▶ _What you need to do_
What you return must match the records exactly, except that the pictures are gone.

▶ _Input data_
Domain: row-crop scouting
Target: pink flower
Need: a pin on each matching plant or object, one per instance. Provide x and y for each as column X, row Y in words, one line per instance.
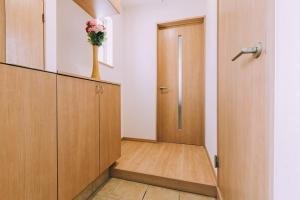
column 92, row 26
column 91, row 23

▶ _Written answer_
Domain: row-crop scouting
Target: pink flower
Need: a pin on each matching plant or object, one per instance. Provide x and y for each as column X, row Y in words, one line per instance.
column 92, row 26
column 91, row 23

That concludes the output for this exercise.